§ **DOKUMENT**
===

Rupert Neudeck ist ein Mann der leisen Töne. Aber seinen Worten folgen – immer – Taten. Dem Gründer der beiden Hilfsorganisationen Cap Anamur (1979) und Grünhelme (2003) spricht man gern das Talent der „radikalen Humanität“ zu. Im Mai ist der Mann mit dem Rauschebart 76 Jahre alt geworden – und immer häufiger in Kevelaer zu sehen. „Zu Gesprächen. Und um Freunde zu treffen.“

Guten Tag Herr Neudeck, wiedermal am Niederrhein unterwegs?

Mit immer größerer Vorliebe für diese Landschaft, die ich immer mehr auswähle und schätze, aber noch nie von Weeze geflogen, weil ich gegen die Vervielfältigung von Flugplätzen aus ökologischen Gründen bin.

Ihre Frau stammt ja aus Dinslaken. Darf man einfach mal fragen, wo Sie sich kennengelernt haben?

In Münster und Budapest. In Münster haben wir parallel studiert in der wilden Zeit der 1968er, und ich verdiente mir etwas Geld als Reiseleiter beim studentischen Reisedienst. Und da war auf der Fahrt nach Budapest im Bus eine wunderbare, junge, temperamentvolle Frau – Studentin der Sozialpädagogik – mit dabei. Da war es um mich geschehen… Die Folgen sind seit 45 Jahren bekannt.

Wenn man die Namen Christel und Rupert Neudeck hört, verbindet man das sofort mit Cap Anamur und den Boatpeople. Stört Sie das?

Überhaupt nicht, das hat uns zu unserer eigenen Familie mit den drei eigenen Kindern und fünf Enkelkindern auch noch eine vertraute Großfamilie beschert: Die von dem Schiff Cap Anamur geretteten Vietnamesen fühlen sich uns nicht nur befreundet, sondern auch verwandt. Ein ganz großes Glück.

===

§ **VORLIEGENDES MATERIAL**
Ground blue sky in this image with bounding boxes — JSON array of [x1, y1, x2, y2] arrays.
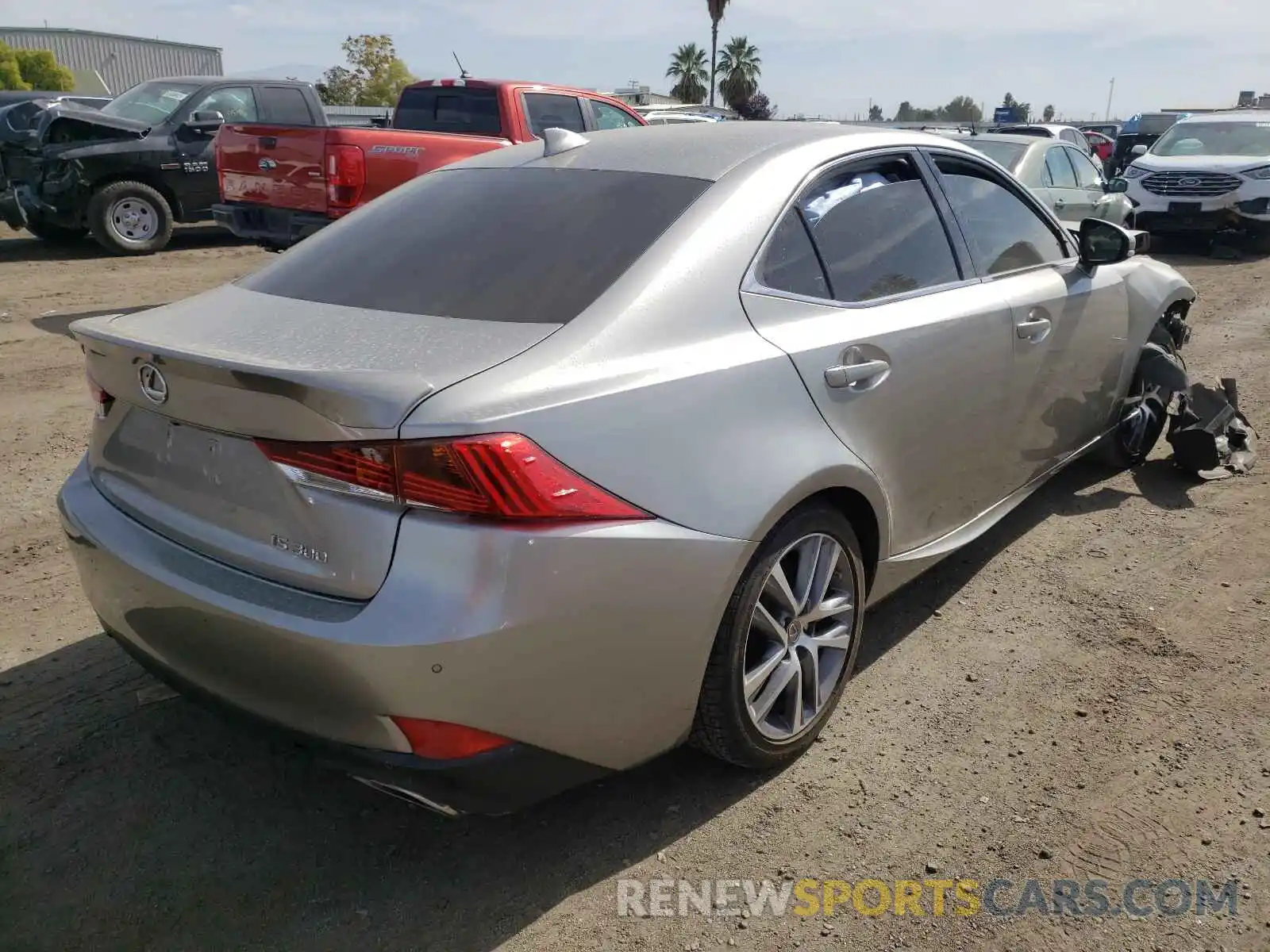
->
[[7, 0, 1270, 121]]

===

§ **ZU ERLEDIGEN**
(a) Schreiben Sie aus dem Interview mit Rupert Neudeck den Abschnitt ab, der bei den Worten „In Münster und“ beginnt und nach „ganz großes Glück.“ endet.
(b) Führen Sie das Interview mit Rupert Neudeck im Anschluss an seinen letzten Satz weiter.

§ **LÖSUNGEN**
(a)
In Münster und Budapest. In Münster haben wir parallel studiert in der wilden Zeit der 1968er, und ich verdiente mir etwas Geld als Reiseleiter beim studentischen Reisedienst. Und da war auf der Fahrt nach Budapest im Bus eine wunderbare, junge, temperamentvolle Frau – Studentin der Sozialpädagogik – mit dabei. Da war es um mich geschehen… Die Folgen sind seit 45 Jahren bekannt.

Wenn man die Namen Christel und Rupert Neudeck hört, verbindet man das sofort mit Cap Anamur und den Boatpeople. Stört Sie das?

Überhaupt nicht, das hat uns zu unserer eigenen Familie mit den drei eigenen Kindern und fünf Enkelkindern auch noch eine vertraute Großfamilie beschert: Die von dem Schiff Cap Anamur geretteten Vietnamesen fühlen sich uns nicht nur befreundet, sondern auch verwandt. Ein ganz großes Glück.

(b)
Sie haben in diesem Jahr den Bürgerpreis der deutschen Zeitungen bekommen. Ausschließlich Chefredakteure saßen in der Jury. Sie sahen schon ein bisschen stolz aus…

Solche Auszeichnungen nehmen wir glatt auf das Konto der jeweiligen Aktionen, also der Vereine Cap Anamur und der Grünhelme e.V., für die ich mittlerweile hauptsächlich arbeite. Und das üppige Preisgeld kommt dem Wiederaufbau für zurückkehrende irakisch-kurdische Jeziden, Muslime und Christen zugute.

Das Bundesverdienstkreuz haben Sie schon mal ausgeschlagen…

Ja, als Nicht-Regierungs-Organisation sollten wir mit dem Staat in Konkurrenz sein und nicht uns vom Staat auszeichnen lassen. Das ist der letzte Rest von christlicher Anarchie in mir.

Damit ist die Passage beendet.